Work instructions:
Starting from the line that contains "Query: ring rope", give back every line through the end of the listing exactly as written and no other line.

Data to use:
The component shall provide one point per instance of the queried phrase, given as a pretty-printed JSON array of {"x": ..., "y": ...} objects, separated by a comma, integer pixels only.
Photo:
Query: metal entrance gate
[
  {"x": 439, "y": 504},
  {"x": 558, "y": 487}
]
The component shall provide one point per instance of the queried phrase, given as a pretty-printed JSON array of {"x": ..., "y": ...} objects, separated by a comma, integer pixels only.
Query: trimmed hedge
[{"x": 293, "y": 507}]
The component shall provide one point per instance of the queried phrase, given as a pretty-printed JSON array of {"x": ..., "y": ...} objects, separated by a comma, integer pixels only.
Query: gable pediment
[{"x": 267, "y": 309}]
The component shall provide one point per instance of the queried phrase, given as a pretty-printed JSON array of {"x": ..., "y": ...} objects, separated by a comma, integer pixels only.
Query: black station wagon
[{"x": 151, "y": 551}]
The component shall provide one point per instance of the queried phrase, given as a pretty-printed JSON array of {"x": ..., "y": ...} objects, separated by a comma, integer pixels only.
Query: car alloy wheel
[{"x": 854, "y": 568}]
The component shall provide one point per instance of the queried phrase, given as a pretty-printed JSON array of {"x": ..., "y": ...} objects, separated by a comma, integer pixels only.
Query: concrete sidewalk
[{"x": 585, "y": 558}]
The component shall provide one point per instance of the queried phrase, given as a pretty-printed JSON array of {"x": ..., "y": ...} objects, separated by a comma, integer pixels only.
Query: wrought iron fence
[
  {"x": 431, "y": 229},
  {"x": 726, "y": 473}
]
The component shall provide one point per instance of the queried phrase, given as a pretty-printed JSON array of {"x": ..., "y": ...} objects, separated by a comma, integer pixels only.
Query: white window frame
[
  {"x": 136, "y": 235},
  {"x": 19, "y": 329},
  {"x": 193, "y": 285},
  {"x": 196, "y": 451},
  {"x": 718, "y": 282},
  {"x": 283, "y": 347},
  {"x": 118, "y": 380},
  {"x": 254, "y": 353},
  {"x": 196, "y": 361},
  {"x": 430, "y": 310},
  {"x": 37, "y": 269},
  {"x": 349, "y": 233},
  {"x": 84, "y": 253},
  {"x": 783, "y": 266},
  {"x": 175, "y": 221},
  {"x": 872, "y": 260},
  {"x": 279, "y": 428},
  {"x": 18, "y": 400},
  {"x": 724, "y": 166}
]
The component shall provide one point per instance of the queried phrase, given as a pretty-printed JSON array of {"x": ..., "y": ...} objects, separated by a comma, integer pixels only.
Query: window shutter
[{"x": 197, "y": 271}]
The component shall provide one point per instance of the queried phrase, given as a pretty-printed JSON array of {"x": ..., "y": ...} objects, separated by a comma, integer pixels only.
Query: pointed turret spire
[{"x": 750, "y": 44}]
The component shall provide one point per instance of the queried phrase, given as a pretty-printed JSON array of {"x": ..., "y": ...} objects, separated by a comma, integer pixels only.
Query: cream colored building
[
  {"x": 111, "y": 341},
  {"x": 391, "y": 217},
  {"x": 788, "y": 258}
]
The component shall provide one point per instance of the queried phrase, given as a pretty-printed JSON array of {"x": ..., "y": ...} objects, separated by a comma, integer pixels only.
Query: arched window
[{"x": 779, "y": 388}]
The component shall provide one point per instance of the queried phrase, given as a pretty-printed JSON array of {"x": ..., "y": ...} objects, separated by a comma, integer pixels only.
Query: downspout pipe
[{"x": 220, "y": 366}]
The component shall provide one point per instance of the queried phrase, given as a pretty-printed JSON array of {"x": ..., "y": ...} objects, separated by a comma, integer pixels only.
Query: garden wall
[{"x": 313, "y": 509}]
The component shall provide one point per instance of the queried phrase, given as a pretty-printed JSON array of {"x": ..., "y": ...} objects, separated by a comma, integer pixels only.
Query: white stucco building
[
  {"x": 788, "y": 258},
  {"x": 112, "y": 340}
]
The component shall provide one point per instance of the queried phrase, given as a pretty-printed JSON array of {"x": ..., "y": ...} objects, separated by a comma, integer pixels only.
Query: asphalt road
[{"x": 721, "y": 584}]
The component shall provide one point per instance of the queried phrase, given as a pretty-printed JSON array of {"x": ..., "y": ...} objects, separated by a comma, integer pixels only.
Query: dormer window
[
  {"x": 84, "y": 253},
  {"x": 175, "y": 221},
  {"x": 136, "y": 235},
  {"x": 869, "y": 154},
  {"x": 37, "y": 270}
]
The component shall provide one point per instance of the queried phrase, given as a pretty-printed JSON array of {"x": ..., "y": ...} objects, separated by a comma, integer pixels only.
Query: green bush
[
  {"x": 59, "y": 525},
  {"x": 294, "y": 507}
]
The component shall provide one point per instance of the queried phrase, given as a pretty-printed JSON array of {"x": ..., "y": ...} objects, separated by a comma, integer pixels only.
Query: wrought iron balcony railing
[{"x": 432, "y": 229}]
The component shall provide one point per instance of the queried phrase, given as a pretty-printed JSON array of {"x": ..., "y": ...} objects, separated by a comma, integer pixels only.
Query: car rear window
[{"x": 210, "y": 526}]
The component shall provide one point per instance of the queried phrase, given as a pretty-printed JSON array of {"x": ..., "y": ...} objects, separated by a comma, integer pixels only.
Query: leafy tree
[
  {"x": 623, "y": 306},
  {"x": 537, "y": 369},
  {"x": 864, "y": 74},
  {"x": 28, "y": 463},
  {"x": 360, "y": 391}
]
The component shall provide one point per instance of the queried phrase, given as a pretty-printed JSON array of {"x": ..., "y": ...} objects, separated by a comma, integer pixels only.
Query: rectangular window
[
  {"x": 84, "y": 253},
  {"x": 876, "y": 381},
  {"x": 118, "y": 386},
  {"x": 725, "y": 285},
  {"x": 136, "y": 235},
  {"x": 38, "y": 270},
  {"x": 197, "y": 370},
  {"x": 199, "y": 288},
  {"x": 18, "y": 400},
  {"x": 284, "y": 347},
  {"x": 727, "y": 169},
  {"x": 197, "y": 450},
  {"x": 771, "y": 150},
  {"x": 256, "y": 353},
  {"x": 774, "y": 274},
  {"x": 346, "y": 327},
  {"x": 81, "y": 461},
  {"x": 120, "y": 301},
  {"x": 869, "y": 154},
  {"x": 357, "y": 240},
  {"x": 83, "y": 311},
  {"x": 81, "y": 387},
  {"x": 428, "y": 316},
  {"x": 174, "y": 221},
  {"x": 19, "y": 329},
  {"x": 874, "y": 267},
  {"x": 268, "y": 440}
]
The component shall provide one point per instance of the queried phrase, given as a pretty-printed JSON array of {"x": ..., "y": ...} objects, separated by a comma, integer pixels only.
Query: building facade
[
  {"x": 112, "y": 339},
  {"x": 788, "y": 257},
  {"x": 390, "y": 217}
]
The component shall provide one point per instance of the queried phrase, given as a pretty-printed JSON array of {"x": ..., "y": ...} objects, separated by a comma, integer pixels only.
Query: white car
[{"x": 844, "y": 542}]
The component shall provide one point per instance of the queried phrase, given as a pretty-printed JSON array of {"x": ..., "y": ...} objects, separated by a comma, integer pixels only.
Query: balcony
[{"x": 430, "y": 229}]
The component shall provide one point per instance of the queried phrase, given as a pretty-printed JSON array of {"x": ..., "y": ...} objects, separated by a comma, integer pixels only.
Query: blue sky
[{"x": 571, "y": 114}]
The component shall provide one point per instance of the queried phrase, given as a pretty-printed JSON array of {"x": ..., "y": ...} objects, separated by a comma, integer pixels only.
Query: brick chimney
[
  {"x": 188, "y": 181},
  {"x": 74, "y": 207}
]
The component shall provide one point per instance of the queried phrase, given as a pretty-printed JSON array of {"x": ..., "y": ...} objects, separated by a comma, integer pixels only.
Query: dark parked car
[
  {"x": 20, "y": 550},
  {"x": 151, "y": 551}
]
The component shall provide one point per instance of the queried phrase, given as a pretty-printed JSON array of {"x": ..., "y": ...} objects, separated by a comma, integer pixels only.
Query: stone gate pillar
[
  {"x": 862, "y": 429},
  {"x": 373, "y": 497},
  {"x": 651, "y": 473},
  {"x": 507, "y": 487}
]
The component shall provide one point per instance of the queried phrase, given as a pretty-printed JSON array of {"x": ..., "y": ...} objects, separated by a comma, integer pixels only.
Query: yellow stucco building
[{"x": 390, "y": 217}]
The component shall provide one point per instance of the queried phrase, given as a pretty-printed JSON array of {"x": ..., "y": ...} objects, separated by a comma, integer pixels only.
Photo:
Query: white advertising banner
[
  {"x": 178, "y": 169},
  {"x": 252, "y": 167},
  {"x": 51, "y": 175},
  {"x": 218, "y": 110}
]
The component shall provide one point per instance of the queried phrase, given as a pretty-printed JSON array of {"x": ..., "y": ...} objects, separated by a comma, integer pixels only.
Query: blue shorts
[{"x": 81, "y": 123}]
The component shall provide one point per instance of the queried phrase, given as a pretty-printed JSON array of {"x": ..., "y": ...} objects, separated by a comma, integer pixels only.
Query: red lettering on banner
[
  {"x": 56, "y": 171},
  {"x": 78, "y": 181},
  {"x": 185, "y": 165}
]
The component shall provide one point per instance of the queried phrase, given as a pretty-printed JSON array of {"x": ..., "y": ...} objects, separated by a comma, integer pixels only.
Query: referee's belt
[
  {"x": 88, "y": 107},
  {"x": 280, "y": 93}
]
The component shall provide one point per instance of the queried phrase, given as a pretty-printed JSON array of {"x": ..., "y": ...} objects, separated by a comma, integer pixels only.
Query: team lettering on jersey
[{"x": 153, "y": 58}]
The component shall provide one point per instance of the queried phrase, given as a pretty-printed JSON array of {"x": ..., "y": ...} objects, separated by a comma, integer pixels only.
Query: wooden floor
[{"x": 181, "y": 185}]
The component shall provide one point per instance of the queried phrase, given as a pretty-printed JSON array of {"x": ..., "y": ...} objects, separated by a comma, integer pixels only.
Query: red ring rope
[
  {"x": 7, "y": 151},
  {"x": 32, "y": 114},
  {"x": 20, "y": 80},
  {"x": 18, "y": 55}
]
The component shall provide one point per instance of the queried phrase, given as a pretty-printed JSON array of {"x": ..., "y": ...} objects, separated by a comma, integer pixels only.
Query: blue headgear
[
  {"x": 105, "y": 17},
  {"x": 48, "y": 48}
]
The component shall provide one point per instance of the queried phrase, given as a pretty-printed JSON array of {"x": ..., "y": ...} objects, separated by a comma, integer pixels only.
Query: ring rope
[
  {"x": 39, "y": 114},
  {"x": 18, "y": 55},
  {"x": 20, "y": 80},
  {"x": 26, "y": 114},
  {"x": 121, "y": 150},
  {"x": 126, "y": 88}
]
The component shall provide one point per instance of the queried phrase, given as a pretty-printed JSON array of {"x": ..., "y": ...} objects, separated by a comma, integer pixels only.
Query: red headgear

Answer box:
Query: ring rope
[
  {"x": 39, "y": 114},
  {"x": 18, "y": 55},
  {"x": 20, "y": 80},
  {"x": 26, "y": 114},
  {"x": 121, "y": 150},
  {"x": 126, "y": 88}
]
The component shall provide one point per instance of the queried phrase, given as a pretty-printed JSON array of {"x": ..., "y": ...} objects, separated by a comma, integer pixels only.
Query: red headgear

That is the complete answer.